**THE TASK**. Retype each entry below, keeping every character the same.

**GIVEN RECORDS**.

───

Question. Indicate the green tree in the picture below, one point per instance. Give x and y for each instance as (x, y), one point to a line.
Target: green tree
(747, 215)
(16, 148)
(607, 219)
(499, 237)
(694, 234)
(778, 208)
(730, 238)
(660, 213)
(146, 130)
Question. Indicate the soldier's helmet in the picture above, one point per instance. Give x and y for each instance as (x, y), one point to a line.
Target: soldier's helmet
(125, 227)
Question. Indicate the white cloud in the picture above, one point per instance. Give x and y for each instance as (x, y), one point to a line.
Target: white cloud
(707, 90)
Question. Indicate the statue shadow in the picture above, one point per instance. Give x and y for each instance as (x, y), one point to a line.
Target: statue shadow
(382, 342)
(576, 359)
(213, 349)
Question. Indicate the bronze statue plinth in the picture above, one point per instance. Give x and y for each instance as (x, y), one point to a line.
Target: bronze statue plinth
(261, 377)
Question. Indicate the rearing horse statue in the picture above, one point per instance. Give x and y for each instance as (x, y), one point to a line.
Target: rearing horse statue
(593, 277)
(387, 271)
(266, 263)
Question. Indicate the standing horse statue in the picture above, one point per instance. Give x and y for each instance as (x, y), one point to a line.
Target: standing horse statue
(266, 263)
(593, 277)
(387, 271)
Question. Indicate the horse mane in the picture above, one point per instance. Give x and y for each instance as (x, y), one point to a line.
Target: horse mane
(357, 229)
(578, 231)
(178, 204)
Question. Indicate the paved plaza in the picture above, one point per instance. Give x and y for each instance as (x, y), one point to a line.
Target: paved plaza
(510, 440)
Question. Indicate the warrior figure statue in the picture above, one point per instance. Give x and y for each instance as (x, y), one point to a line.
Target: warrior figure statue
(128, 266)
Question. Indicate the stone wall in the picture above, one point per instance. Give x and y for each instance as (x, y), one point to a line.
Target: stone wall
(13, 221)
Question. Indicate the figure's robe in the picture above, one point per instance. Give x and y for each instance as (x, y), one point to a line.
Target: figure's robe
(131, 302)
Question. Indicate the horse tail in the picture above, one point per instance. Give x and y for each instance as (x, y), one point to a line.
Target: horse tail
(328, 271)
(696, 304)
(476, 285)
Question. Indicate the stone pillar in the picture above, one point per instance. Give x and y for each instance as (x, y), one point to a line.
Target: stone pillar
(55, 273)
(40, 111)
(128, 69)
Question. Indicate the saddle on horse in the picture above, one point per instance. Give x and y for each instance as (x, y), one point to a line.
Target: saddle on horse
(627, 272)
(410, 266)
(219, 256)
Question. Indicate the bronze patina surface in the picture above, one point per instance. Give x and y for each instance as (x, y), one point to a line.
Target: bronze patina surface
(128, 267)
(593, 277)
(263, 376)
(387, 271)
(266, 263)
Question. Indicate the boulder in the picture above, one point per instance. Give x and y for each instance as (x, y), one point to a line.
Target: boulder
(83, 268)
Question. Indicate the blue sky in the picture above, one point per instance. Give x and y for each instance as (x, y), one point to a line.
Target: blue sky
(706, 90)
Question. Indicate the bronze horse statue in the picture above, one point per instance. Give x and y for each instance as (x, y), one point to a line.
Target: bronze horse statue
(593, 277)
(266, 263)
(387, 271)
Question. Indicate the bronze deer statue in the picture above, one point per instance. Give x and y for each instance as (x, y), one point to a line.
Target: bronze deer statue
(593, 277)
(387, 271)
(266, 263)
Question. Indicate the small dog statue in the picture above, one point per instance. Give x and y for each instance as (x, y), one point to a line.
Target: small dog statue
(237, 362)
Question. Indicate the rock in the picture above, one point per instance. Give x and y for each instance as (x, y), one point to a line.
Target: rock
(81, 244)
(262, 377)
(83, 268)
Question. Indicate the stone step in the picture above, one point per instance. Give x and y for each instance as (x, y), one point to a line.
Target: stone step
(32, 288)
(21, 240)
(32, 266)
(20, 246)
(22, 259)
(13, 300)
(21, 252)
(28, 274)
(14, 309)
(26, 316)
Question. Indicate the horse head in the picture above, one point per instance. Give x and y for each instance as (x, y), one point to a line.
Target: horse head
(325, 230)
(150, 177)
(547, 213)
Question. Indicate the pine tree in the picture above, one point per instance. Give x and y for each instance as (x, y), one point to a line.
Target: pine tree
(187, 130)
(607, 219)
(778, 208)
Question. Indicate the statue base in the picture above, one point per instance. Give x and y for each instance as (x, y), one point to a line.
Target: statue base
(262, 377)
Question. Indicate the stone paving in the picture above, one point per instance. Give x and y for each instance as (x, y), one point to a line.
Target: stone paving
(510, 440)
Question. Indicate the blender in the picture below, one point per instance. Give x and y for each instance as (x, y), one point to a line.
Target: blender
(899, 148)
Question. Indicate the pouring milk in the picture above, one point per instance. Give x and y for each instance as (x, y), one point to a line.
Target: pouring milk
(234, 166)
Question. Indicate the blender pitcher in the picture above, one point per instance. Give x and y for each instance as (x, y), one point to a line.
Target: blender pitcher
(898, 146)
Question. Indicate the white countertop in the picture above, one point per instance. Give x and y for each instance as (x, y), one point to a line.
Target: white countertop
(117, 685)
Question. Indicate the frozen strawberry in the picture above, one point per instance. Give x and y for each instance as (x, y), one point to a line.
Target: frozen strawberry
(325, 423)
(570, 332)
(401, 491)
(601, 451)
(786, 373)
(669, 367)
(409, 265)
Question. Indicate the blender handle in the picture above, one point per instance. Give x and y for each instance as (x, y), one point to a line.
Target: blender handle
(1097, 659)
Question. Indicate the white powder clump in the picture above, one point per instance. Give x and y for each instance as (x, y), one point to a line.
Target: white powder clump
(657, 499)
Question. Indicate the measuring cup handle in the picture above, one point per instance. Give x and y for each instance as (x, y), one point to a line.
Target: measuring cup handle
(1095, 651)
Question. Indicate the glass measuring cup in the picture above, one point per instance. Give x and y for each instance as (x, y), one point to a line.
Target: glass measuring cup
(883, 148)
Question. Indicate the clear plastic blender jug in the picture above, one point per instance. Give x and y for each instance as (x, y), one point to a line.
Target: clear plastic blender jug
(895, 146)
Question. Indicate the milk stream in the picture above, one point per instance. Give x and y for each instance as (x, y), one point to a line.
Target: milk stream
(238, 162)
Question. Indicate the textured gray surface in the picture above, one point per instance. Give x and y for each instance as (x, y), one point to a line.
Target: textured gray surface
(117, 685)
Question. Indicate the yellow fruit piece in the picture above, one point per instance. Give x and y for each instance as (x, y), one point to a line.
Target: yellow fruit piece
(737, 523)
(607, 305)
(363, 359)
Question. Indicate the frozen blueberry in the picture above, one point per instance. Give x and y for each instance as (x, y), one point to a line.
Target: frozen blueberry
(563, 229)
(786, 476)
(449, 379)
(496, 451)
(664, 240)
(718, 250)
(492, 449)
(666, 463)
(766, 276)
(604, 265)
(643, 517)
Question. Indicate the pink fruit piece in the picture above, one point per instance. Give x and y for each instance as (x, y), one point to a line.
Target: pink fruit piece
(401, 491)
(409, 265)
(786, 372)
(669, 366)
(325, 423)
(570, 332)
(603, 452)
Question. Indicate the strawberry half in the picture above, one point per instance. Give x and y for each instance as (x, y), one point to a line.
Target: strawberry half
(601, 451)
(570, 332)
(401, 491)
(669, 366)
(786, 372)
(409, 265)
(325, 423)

───

**ANSWER TO THE TASK**.
Question. Indicate the green tree in the picture below, one point per instance. Give x and y for each instance as (x, y), one point to a line.
Target: green tree
(747, 215)
(16, 148)
(607, 219)
(499, 237)
(694, 234)
(778, 208)
(730, 238)
(660, 213)
(146, 130)
Question. Indicate the soldier's helmet in the picture above, one point per instance. Give x and y for each instance as (x, y), one point to a line.
Target: soldier's helmet
(125, 227)
Question. Indicate the white cloud in the picture above, one point per instance. Give x and y for each instance as (x, y), one point to a line.
Target: white cloud
(707, 90)
Question. Indicate the statue shadow in the picture above, one point per instance. Give x and y for each instance as (x, y), one point to a line.
Target: statue shadow
(382, 342)
(576, 359)
(213, 349)
Question. Indicate the bronze statue plinth in the picture above, one point per instance. Give x and y for each instance as (x, y), one point to a line.
Target: bronze statue plinth
(261, 377)
Question. Indicate the rearing horse statue in the picture above, one point per instance. Give x and y for each instance as (x, y), one point to a line.
Target: rearing horse statue
(593, 277)
(387, 271)
(266, 263)
Question. Indicate the standing horse statue in the picture above, one point per instance. Give x and y for each instance as (x, y), one point to a line.
Target: standing horse statue
(266, 263)
(593, 277)
(387, 271)
Question. Indicate the horse mane in the picture above, one point per instance. Give x and y for each instance as (x, y), one point to a line.
Target: horse mane
(357, 229)
(578, 231)
(178, 204)
Question. Indicate the paved plaza in the picture above, one point per instance. Give x and y for each instance as (x, y), one point to a line.
Target: paved plaza
(510, 440)
Question. Indicate the warrior figure statue in the picture above, one point per instance. Give x and y for each instance as (x, y), one point to a line.
Target: warrior figure statue
(128, 266)
Question. Indicate the stone wall in the picture above, one point per instance. Give x and y for each instance as (x, y), one point to a line.
Target: stone wall
(13, 221)
Question. Indicate the figure's robe in the picture above, one point per instance. Give x and y for each instance as (x, y), one point to a line.
Target: figure's robe
(131, 302)
Question. Indicate the horse tail in the picture above, one point per instance. Give x and y for each instance as (x, y), one point to a line.
Target: horse tail
(328, 271)
(696, 304)
(476, 285)
Question. Indicate the stone pillar in the picture above, one point per instance. Give x and y for each instance as (x, y), one point to a line.
Target: stone pillar
(55, 273)
(40, 111)
(128, 69)
Question. Indicate the saddle on horse in the picture above, one point per instance. Give x and y for each instance as (x, y), one point to a line.
Target: saddle on horse
(627, 272)
(410, 266)
(219, 256)
Question. Indicate the bronze patina surface in the picture above, one point per instance. Give x and y for each instance as (x, y), one point to a line.
Target: bronze patina surface
(128, 267)
(593, 277)
(263, 376)
(387, 271)
(266, 263)
Question. Indicate the boulder in the picture above, one point per instance. Give x and y for each instance as (x, y), one point to a line.
Target: boulder
(83, 268)
Question. Indicate the blue sky in the picture above, one point per instance. Give x and y for each instance as (x, y), one point to a line.
Target: blue sky
(706, 90)
Question. Indicate the bronze horse statue in the picture above, one point per instance. Give x and y for each instance as (x, y), one point to a line.
Target: bronze horse statue
(593, 277)
(266, 263)
(387, 271)
Question. Indicate the bronze deer statue in the picture above, one point per instance. Give x and y for each instance as (x, y), one point to a line.
Target: bronze deer statue
(593, 277)
(387, 271)
(266, 263)
Question. Indicate the small dog statue in the picture above, one point per instance. Give x and y for each instance as (x, y), one point to a line.
Target: small dog statue
(237, 362)
Question. Indicate the rock in the picture above, one point per instance. Give x and y for each instance as (x, y), one point to a line.
Target: rock
(81, 244)
(262, 377)
(83, 268)
Question. Indicate the stone step in the picture above, one point per instance. Give x and y for each instance as (x, y), one point to a line.
Target: stone step
(32, 288)
(21, 240)
(32, 266)
(20, 246)
(22, 259)
(13, 300)
(21, 252)
(28, 274)
(14, 309)
(26, 316)
Question. Indicate the horse head in the picture above, one point per instance. Give x and y for each instance as (x, y), one point to a line.
Target: horse head
(325, 230)
(150, 177)
(547, 213)
Question. Indicate the pine tree in the picture above, one point per instance. Give x and y for each instance as (x, y), one point to a line.
Target: pine tree
(187, 130)
(607, 219)
(778, 208)
Question. Indicate the statue base in the picture above, one point per instance. Give x and y for each instance as (x, y), one point to a line.
Target: statue base
(262, 377)
Question. Indicate the stone paving in the picture above, one point per instance. Give x and y for each instance as (x, y), one point to a line.
Target: stone paving
(510, 440)
Question. Indicate the blender in the picture below, one point per instance. Give x and y for each instance as (x, y), one point to a line.
Target: blender
(899, 148)
Question. Indicate the pouring milk in the picture above, one point per instance. Give x and y for each instance as (x, y), one point to a line.
Target: pouring milk
(234, 166)
Question. Indicate the blender pitcher in the picture above, one point per instance. Give x and y for each instance as (x, y), one point to a line.
Target: blender pitcher
(898, 146)
Question. Indicate the white countertop in the picture above, one point per instance. Give x and y for each instance as (x, y), one point to a line.
Target: white countertop
(117, 685)
Question. Indicate the frozen strawberry in the picture above, one point per instance. Give x and y for each instance as (x, y), one point to a line.
Target: frozen strawberry
(325, 423)
(570, 332)
(401, 491)
(601, 451)
(786, 373)
(669, 367)
(409, 265)
Question. Indicate the blender handle in the picture above, one point per instance. Give x and y for each instance as (x, y), one point to a line.
Target: blender handle
(1097, 659)
Question. Indicate the white powder clump in the picture above, one point per instance. Give x and y for each instance as (x, y), one point to a line.
Target: white powder clump
(657, 499)
Question. Indicate the measuring cup handle in the picture above, one point per instance. Give x and y for each instance as (x, y), one point to a line.
Target: measuring cup handle
(1095, 651)
Question. Indicate the glass measuring cup in the picture above, one point per instance. Give x and y for each instance as (x, y), one point to a line.
Target: glass measuring cup
(883, 148)
Question. Indicate the clear plastic blender jug in the picture above, one point per instance. Give x and y for each instance as (x, y), one point to a line.
Target: clear plastic blender jug
(895, 146)
Question. Indicate the milk stream in the picture above, one point per instance. Give x and y for each instance as (x, y), one point to a line.
Target: milk stream
(238, 162)
Question. Indicate the textured gray surface in the picture above, one point per instance. Give x and y for each instance as (x, y), one point to a line.
Target: textured gray surface
(117, 685)
Question. Indicate the yellow fruit piece in the picture above, one point per instance. Give x and y for each instance as (x, y), one point to a line.
Target: yellow fruit piece
(737, 523)
(607, 305)
(363, 359)
Question. Indicate the frozen blueberry in the picture above, one point per instance. Give x and y for each instance as (x, y), one point to a line.
Target: frozen blueberry
(563, 229)
(786, 476)
(449, 379)
(496, 451)
(664, 240)
(718, 250)
(492, 449)
(666, 463)
(766, 276)
(604, 265)
(643, 517)
Question. Indicate the pink fruit piece in the picture above, one point per instance. Give x and y for each instance as (x, y), one point to a line.
Target: pink fruit piece
(401, 491)
(409, 265)
(786, 372)
(669, 366)
(325, 423)
(570, 332)
(603, 452)
Question. Indicate the strawberry half in the picture above, one point per instance. Give x and y for each instance as (x, y), one point to a line.
Target: strawberry half
(601, 451)
(570, 332)
(401, 491)
(669, 366)
(786, 372)
(409, 265)
(325, 423)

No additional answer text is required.